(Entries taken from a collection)
[Start of section]

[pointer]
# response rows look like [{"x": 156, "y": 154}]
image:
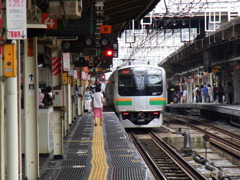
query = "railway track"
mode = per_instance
[
  {"x": 226, "y": 140},
  {"x": 162, "y": 160}
]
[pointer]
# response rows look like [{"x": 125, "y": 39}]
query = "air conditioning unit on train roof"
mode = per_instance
[{"x": 72, "y": 9}]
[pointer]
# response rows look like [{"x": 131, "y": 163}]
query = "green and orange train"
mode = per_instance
[{"x": 138, "y": 95}]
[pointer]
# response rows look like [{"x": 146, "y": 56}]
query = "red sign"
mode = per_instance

[End of section]

--- WHAT TO DO ---
The data needs to be reproduced exactly, please, apart from its pictures.

--- EXERCISE RESPONSE ---
[pointer]
# response rows look like [{"x": 156, "y": 154}]
image:
query = "railway track"
mode = per_instance
[
  {"x": 226, "y": 140},
  {"x": 162, "y": 160}
]
[pointer]
# response rows look like [{"x": 125, "y": 39}]
query = "air conditioning unit on train roof"
mode = per_instance
[{"x": 72, "y": 9}]
[pointer]
# response rows look like [{"x": 131, "y": 163}]
query = "green and orange train"
mode = per_instance
[{"x": 138, "y": 95}]
[pointer]
# response rows look like [{"x": 146, "y": 56}]
query = "red sign"
mode = per_instance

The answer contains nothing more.